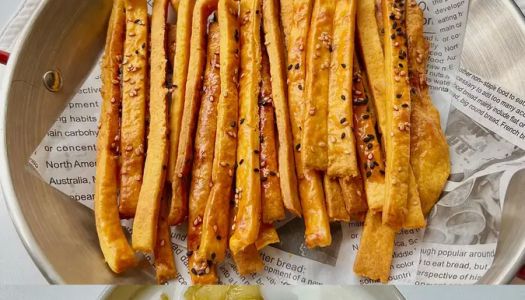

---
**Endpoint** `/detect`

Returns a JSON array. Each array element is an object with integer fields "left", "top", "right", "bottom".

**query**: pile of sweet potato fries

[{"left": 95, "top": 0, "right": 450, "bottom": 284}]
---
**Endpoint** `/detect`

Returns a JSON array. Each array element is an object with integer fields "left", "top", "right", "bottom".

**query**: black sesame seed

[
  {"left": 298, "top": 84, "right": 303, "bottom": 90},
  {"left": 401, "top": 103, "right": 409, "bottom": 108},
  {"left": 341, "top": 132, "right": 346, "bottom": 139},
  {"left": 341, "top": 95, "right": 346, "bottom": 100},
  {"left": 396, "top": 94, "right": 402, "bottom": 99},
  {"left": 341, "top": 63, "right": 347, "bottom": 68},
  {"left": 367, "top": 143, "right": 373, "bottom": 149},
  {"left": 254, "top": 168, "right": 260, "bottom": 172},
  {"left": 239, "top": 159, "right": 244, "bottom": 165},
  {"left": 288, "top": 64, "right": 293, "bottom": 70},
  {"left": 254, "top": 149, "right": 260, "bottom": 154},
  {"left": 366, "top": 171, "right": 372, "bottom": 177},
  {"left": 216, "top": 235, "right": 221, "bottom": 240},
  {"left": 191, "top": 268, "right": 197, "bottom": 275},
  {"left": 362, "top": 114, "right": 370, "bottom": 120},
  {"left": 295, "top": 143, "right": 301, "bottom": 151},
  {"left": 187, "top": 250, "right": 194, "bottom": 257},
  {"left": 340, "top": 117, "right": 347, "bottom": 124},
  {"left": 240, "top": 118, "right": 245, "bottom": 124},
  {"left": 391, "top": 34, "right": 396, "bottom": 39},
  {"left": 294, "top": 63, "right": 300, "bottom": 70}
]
● ● ●
Would you print all the entries again exactly, minus any pictures?

---
**Endpoint** `/detect`

Returns a JSON array. Each array element is an object with integer fields "left", "top", "right", "bottom".

**query**: pile of sweet potato fries

[{"left": 95, "top": 0, "right": 450, "bottom": 284}]
---
**Endpoint** `/detect`

Returns a JSON array. Each array element is an object with integer fields "left", "top", "right", "bottom".

**query**: black sesame seed

[
  {"left": 298, "top": 84, "right": 303, "bottom": 90},
  {"left": 401, "top": 103, "right": 409, "bottom": 108},
  {"left": 341, "top": 132, "right": 346, "bottom": 139},
  {"left": 341, "top": 95, "right": 346, "bottom": 100},
  {"left": 396, "top": 94, "right": 402, "bottom": 99},
  {"left": 341, "top": 63, "right": 347, "bottom": 68},
  {"left": 367, "top": 143, "right": 373, "bottom": 149},
  {"left": 254, "top": 168, "right": 260, "bottom": 172},
  {"left": 239, "top": 159, "right": 244, "bottom": 165},
  {"left": 288, "top": 64, "right": 293, "bottom": 70},
  {"left": 254, "top": 149, "right": 260, "bottom": 154},
  {"left": 366, "top": 171, "right": 372, "bottom": 177},
  {"left": 216, "top": 235, "right": 221, "bottom": 240},
  {"left": 191, "top": 268, "right": 197, "bottom": 275},
  {"left": 362, "top": 114, "right": 370, "bottom": 120},
  {"left": 295, "top": 143, "right": 301, "bottom": 151},
  {"left": 187, "top": 250, "right": 194, "bottom": 257},
  {"left": 340, "top": 117, "right": 347, "bottom": 124},
  {"left": 240, "top": 118, "right": 245, "bottom": 124},
  {"left": 391, "top": 34, "right": 396, "bottom": 39},
  {"left": 294, "top": 63, "right": 300, "bottom": 70}
]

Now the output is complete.